* **INFORMATION GIVEN**:
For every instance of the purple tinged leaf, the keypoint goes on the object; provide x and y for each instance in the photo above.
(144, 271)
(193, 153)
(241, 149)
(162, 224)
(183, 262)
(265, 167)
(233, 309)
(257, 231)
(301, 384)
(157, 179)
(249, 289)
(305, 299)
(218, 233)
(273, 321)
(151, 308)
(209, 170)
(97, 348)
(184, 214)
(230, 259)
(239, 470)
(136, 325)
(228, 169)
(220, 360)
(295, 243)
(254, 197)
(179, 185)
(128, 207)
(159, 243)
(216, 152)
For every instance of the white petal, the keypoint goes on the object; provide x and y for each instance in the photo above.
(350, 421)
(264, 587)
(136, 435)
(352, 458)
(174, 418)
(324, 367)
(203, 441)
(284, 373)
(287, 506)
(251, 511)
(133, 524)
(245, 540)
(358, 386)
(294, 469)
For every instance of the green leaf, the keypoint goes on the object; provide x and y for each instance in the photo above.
...
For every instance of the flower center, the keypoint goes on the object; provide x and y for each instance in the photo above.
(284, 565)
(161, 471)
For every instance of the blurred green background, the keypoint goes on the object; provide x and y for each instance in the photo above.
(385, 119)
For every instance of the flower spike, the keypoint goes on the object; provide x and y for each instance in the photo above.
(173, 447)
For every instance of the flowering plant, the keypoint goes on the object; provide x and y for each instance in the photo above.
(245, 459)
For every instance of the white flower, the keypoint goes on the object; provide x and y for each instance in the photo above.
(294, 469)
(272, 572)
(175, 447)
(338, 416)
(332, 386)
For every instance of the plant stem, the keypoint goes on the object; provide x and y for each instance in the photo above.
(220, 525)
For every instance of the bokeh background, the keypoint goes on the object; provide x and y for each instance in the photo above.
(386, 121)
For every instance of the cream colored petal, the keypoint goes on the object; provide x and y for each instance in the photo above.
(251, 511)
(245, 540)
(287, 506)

* **REQUIRED TASK**:
Report every line of the material above that contains the string "leaf", matching case exactly.

* **COMPLETE OUTPUT**:
For every instance of the purple tinged leaf, the keypoint goes on the object; provide x and y for each instance in the photo above.
For every instance of the green leaf, the keypoint goes on the object; provide x and y for each instance in the photo above.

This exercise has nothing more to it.